§ **Extract**
A triple-plate clutch had the vice-like clamping force needed to transfer all that turbocharged grunt to a hybrid five-speed gearbox, locally developed using the standard Nissan casing loaded with a set of tough dog-clutch gears from Melbourne racing transmission guru Peter Holinger.

In 1983 the Bluebird adopted a larger rear spoiler during the ATCC and from mid-year was authorised to use a larger turbocharger as well, which bumped it up from the 3.0 litre class to the outright division. This also brought more aggressive changes to the car’s bodywork as seen here at Bathurst that year, with wider wheel arch flares and a revised front spoiler which now incorporated a body-coloured bumper bar in one smooth moulding. Running with mega boost, Fury qualified second fastest at Bathurst to secure Nissan’s first front-row start, only to suffer a gearbox failure on the first lap. Check out the massive Nissan signage in the background. The company's motor sport commitment was substantial.

“Originally you had to use the standard gearbox but eventually the internals were free and that’s when we went to Holinger,” Gibson recalled. “Before that we had to use the stock standard gearboxes and they were useless. They were full synchro boxes out of the road cars and they just kept breaking.”

Completing the drivetrain was a beefy 3.0-inch tailshaft and Nissan differential casing which like the gearbox was equipped with a remote oil cooler. After much experimentation, it was eventually fitted with a spool-type crown wheel and pinion arrangement that was fully locked.

§ **Information shown**
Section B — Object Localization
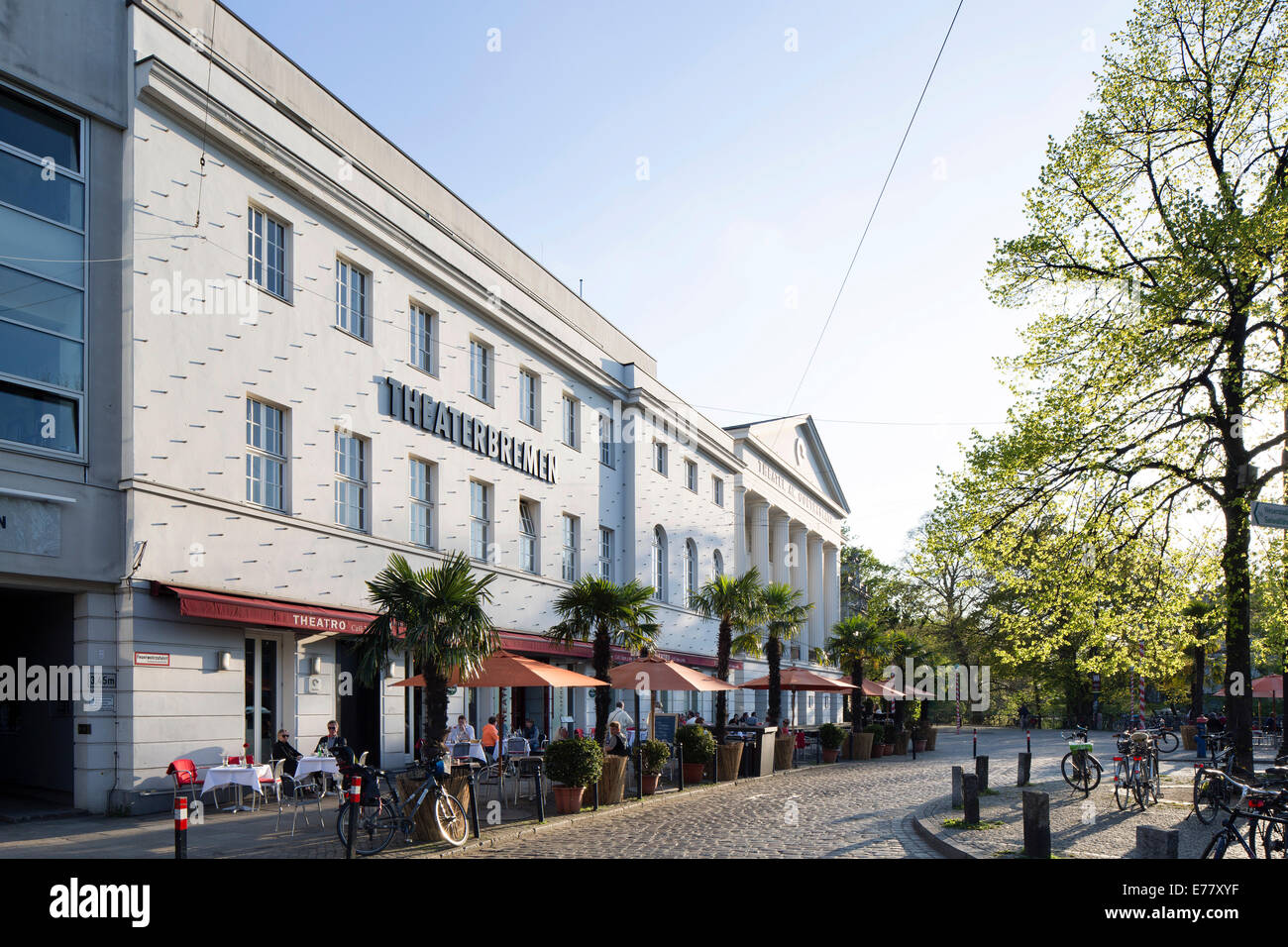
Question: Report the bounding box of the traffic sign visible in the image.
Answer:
[1252,502,1288,530]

§ **Prompt**
Rewrite the part of the Bluebird race car text starting at "A triple-plate clutch" and ending at "guru Peter Holinger.", renaming "triple-plate clutch" as "twin-plate clutch".

§ **The output**
A twin-plate clutch had the vice-like clamping force needed to transfer all that turbocharged grunt to a hybrid five-speed gearbox, locally developed using the standard Nissan casing loaded with a set of tough dog-clutch gears from Melbourne racing transmission guru Peter Holinger.